Data supplied:
# # # # # # #
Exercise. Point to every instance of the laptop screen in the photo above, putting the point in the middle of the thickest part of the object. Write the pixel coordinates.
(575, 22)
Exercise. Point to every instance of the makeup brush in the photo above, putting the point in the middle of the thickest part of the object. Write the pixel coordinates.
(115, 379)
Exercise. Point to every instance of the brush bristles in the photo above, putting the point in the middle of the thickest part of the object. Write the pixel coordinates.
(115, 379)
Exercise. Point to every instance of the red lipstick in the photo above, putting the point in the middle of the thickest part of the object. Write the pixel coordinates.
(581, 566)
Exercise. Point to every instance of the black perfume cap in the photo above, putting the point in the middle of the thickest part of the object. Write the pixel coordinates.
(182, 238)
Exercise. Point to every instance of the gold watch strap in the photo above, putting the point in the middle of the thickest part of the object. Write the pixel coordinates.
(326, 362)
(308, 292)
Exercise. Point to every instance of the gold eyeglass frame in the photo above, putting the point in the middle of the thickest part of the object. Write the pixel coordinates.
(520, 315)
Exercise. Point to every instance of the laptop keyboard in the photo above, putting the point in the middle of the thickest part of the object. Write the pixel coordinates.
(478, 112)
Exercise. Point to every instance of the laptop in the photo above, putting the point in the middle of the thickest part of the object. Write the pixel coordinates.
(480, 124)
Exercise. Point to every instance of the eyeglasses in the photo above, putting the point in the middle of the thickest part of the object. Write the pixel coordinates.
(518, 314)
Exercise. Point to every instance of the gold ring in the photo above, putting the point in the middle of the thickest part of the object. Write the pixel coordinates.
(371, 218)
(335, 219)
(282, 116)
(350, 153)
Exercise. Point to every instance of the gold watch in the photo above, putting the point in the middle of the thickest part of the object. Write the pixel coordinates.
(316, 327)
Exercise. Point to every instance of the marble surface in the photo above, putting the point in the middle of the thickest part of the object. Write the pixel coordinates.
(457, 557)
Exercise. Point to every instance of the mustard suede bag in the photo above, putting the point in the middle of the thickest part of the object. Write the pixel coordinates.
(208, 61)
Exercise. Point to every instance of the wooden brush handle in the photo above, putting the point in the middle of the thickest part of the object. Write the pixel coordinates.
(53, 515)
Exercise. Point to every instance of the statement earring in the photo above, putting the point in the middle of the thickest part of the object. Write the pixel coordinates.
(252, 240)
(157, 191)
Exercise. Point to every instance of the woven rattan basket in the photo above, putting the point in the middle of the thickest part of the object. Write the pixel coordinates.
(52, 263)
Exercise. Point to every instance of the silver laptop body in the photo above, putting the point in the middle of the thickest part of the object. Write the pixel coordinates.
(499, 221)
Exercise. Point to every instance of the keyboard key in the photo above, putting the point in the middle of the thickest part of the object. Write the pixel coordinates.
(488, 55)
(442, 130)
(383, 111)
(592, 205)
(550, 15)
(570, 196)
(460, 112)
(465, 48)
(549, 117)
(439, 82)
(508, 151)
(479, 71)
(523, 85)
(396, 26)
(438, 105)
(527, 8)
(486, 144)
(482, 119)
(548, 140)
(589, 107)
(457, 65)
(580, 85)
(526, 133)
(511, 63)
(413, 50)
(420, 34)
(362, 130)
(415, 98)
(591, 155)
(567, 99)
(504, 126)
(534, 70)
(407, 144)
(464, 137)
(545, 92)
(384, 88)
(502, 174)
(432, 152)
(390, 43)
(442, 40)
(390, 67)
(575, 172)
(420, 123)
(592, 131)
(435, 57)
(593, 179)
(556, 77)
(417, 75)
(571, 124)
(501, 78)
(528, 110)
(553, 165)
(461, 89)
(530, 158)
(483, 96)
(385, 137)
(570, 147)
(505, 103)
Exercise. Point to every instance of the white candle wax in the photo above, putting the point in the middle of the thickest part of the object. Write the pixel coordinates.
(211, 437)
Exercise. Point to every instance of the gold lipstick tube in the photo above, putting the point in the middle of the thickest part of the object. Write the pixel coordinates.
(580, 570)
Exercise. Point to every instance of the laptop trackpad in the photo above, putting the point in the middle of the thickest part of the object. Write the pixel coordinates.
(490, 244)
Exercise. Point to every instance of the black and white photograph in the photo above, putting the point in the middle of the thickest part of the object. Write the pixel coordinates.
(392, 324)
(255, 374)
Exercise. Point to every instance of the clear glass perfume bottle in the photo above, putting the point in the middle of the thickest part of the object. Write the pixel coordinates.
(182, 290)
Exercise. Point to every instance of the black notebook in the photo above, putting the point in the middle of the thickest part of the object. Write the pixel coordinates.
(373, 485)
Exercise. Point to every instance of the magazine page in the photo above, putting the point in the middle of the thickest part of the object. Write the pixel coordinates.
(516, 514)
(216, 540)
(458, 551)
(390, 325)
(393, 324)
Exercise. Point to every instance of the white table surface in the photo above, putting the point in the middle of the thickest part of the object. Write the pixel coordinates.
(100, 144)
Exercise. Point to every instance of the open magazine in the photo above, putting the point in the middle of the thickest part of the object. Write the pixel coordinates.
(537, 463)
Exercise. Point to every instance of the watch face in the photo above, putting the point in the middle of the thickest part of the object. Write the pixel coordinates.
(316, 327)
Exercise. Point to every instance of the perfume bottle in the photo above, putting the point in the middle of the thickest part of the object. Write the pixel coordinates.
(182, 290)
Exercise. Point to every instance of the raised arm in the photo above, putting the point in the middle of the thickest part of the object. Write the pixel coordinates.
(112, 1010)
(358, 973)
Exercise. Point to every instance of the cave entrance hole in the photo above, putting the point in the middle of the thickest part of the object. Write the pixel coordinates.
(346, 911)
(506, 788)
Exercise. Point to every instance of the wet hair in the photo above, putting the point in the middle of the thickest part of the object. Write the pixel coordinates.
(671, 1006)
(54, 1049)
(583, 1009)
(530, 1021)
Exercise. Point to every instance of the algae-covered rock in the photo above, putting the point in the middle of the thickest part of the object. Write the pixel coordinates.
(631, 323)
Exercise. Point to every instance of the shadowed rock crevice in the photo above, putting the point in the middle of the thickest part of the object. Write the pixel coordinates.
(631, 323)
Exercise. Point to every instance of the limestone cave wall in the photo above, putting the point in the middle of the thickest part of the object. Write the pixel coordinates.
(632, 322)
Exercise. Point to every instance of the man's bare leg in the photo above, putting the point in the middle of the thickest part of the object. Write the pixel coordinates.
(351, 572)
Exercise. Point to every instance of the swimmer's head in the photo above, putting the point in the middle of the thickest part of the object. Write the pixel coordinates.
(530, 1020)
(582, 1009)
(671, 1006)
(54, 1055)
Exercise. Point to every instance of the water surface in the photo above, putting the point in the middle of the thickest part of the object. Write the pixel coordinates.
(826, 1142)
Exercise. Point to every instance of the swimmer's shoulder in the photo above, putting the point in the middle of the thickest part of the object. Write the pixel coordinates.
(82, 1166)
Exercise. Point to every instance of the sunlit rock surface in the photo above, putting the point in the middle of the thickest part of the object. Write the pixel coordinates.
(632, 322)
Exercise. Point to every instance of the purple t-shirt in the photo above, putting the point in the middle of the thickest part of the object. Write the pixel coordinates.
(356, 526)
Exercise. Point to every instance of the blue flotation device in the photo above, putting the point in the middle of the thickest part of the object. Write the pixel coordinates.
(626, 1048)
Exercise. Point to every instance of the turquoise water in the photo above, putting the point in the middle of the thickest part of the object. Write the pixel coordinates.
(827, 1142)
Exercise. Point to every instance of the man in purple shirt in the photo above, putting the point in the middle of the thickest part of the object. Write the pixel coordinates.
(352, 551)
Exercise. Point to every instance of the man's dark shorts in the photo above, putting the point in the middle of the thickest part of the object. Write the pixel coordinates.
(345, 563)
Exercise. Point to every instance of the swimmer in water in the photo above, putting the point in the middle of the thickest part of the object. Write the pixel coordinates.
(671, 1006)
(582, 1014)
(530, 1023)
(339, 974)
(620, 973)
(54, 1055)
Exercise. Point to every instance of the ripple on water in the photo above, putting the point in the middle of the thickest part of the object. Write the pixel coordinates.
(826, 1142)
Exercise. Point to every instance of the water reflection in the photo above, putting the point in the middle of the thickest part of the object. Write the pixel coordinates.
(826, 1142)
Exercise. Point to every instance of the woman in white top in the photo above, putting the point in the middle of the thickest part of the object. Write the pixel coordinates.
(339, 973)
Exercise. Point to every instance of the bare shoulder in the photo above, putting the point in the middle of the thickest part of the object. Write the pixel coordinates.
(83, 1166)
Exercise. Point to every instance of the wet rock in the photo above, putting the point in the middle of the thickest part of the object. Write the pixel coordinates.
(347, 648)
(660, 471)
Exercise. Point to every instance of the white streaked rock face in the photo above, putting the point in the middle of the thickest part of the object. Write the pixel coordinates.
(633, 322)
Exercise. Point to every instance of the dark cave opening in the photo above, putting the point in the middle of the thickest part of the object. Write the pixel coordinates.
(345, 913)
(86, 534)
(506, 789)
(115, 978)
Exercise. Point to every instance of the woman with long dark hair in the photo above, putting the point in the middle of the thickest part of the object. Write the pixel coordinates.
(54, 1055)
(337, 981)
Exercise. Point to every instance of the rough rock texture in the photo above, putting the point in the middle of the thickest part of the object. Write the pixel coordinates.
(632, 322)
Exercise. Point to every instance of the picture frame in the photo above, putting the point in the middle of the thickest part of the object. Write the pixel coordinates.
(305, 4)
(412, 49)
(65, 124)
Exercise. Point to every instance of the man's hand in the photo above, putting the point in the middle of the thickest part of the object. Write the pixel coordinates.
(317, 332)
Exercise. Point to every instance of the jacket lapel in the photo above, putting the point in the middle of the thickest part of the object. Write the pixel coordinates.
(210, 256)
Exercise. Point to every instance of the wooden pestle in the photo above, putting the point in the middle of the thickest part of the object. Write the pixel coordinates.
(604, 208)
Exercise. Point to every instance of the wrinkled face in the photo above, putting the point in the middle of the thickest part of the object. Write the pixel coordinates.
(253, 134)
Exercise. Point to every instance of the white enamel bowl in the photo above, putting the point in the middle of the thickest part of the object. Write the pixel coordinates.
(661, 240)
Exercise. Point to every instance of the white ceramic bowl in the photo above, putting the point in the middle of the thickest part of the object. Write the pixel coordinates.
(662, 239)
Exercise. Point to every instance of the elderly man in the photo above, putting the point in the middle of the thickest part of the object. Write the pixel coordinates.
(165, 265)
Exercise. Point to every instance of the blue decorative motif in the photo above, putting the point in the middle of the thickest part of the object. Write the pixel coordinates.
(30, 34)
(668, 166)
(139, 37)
# # # # # # #
Your goal:
Everything from the line containing "Exercise. Point to every instance of the white ceramic" through the last line of the listing must be reproduced exactly, and no other line.

Answer:
Exercise. Point to every instance of the white ceramic bowl in the photo above, putting the point in the middle of the thickest part of the object. Write the pixel coordinates.
(662, 239)
Exercise. Point to every instance of the elderly man in the photo above, putting the point in the middle of the thickest part of the object. Write the pixel coordinates.
(165, 265)
Exercise. Point to every instance of the blue decorative motif in the photo above, putting the point in the middle of the thickest part of the object. Write the pixel coordinates.
(30, 34)
(668, 166)
(139, 37)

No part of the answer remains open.